Using the material below, copy every line where "negative" appears.

● RECORDS FOR PROCESSING:
<<<<

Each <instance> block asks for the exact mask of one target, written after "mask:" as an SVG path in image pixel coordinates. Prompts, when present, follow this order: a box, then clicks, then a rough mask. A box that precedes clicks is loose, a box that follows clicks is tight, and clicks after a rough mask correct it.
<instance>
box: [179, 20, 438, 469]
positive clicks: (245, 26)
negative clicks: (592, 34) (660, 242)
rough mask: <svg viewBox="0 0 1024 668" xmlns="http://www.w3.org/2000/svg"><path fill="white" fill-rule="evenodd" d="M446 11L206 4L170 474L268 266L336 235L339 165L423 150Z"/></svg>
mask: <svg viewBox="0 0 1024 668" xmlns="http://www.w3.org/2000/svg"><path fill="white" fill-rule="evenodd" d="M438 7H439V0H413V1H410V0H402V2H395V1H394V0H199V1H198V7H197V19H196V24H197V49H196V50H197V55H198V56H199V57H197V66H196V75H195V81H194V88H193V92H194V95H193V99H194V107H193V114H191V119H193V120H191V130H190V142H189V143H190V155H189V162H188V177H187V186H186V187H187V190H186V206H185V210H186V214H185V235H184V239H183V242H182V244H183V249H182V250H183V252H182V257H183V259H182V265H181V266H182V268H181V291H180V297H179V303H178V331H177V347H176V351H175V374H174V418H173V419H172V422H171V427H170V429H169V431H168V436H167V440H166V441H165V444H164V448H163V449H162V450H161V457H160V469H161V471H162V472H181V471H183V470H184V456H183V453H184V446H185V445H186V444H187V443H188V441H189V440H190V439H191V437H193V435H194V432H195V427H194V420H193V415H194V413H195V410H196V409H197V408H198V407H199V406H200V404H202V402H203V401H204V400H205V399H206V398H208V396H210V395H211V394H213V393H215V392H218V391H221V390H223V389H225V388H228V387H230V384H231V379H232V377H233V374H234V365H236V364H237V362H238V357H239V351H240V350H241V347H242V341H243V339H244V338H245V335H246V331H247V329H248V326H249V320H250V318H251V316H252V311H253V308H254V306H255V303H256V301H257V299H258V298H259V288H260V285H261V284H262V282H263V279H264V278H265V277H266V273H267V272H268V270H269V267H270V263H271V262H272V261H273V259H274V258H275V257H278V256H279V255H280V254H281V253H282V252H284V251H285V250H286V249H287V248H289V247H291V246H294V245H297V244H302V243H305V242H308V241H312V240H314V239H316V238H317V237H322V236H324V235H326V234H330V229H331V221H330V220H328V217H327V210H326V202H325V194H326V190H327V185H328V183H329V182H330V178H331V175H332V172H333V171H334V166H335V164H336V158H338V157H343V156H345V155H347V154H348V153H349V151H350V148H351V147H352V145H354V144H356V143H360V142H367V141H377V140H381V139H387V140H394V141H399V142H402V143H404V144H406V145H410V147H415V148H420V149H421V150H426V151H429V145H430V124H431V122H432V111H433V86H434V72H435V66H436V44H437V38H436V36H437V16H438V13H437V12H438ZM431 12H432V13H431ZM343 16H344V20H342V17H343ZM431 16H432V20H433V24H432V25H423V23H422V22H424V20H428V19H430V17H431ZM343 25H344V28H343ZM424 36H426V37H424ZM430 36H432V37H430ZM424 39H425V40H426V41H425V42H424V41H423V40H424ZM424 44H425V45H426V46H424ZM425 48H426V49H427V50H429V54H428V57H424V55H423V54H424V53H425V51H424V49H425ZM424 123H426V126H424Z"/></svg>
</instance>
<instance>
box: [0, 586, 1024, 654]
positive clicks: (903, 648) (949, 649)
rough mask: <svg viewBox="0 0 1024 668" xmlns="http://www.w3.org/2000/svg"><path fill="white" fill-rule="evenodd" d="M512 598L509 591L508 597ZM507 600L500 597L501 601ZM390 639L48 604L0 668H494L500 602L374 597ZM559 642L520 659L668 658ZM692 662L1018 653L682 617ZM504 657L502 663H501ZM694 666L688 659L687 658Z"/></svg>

>>>>
<<<<

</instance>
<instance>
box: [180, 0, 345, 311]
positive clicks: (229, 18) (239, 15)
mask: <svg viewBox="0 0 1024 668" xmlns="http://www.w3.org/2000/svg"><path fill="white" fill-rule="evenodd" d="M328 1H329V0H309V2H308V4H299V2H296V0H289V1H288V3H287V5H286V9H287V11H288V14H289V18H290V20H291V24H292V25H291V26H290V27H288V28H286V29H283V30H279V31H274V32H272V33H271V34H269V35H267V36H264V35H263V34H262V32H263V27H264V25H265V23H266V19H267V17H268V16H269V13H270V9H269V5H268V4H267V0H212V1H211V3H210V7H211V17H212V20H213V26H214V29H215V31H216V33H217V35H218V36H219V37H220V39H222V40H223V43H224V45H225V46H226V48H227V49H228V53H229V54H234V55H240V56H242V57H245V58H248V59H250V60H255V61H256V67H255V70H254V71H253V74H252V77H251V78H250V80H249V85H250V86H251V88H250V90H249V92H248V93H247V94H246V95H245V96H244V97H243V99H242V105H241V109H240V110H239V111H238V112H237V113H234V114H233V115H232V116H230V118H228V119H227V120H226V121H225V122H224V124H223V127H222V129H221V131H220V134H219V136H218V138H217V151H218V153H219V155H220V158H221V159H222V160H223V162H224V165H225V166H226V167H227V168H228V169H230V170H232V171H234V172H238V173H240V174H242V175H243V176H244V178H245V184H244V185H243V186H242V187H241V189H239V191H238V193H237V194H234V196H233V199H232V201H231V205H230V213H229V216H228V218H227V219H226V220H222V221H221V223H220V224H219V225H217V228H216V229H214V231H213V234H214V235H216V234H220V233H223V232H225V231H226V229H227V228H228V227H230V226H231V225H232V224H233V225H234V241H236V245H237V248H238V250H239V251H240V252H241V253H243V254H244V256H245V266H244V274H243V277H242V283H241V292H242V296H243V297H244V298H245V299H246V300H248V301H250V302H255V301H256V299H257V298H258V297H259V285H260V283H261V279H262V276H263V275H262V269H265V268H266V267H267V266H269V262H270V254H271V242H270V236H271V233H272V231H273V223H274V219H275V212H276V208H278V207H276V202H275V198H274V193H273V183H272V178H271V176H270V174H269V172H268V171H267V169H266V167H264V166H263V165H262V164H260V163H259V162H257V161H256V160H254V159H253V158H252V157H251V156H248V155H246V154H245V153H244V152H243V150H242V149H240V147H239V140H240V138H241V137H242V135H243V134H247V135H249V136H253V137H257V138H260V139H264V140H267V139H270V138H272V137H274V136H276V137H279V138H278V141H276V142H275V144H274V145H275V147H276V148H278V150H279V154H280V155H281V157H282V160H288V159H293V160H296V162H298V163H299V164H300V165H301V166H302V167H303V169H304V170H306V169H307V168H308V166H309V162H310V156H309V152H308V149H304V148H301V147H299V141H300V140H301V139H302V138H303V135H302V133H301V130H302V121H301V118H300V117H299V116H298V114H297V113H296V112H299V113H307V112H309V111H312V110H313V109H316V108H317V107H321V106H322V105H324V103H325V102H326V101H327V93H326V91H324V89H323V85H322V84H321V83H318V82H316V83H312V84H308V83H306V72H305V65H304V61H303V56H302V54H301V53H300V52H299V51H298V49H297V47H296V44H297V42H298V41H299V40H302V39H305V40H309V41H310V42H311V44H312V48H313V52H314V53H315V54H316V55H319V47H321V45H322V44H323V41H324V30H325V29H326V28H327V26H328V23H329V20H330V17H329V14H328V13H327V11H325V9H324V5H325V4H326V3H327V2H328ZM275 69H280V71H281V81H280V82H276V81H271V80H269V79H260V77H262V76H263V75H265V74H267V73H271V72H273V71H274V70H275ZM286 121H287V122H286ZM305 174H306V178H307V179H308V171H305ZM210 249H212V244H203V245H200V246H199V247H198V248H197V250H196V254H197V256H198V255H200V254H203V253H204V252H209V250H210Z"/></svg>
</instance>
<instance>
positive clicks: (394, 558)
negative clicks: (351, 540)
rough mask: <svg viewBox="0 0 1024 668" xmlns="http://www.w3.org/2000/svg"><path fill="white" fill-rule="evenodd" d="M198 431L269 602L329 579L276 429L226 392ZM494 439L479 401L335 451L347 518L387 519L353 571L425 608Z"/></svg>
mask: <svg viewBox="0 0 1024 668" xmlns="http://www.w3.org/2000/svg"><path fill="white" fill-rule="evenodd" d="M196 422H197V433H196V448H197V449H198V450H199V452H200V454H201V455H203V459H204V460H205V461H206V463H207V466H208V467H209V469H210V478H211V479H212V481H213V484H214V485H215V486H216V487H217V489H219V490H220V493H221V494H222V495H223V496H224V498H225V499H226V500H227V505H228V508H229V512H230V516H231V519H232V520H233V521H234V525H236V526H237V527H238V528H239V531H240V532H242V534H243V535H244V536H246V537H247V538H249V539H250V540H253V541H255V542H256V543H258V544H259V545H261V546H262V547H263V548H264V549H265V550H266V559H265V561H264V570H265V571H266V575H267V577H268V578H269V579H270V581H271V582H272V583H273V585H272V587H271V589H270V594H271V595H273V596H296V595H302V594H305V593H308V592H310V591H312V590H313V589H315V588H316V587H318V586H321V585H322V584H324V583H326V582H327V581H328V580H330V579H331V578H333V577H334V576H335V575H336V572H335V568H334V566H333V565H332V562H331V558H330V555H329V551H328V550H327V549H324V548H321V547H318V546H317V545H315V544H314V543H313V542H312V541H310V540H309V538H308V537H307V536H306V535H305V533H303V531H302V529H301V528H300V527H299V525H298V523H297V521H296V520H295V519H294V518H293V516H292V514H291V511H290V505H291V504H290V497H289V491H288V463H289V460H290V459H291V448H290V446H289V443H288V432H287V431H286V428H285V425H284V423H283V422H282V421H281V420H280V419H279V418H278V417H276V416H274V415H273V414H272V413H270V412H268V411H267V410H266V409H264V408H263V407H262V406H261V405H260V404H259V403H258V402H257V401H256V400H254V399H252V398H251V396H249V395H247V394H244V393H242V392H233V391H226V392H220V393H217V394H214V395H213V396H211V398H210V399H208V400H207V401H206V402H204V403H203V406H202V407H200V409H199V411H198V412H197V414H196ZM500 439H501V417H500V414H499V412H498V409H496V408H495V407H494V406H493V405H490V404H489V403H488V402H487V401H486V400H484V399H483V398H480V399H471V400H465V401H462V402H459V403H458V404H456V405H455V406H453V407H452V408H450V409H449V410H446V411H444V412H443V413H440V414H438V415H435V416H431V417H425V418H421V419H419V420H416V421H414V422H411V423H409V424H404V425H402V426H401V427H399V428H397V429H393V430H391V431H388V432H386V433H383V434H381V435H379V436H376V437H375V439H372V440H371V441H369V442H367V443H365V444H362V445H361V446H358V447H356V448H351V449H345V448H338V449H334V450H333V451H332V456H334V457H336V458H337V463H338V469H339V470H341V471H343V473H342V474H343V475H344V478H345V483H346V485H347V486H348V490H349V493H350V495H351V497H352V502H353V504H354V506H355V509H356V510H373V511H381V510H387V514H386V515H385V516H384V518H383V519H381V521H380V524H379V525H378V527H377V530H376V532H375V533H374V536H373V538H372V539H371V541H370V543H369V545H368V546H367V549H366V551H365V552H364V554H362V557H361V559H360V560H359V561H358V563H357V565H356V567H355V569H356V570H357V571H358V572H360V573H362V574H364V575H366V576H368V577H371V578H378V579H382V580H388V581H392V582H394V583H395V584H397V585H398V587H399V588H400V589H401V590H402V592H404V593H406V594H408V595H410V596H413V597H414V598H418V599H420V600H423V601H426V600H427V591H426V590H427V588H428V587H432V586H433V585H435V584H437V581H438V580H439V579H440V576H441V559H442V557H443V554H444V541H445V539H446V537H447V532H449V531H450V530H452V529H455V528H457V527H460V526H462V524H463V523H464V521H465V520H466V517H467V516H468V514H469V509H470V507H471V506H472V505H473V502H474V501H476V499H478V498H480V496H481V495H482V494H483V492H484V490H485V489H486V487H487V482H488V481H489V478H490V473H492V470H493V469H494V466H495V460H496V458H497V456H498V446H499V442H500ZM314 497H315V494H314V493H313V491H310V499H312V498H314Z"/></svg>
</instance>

>>>>

● SOLVED PROBLEM:
negative clicks: (592, 34) (660, 242)
negative clicks: (351, 540)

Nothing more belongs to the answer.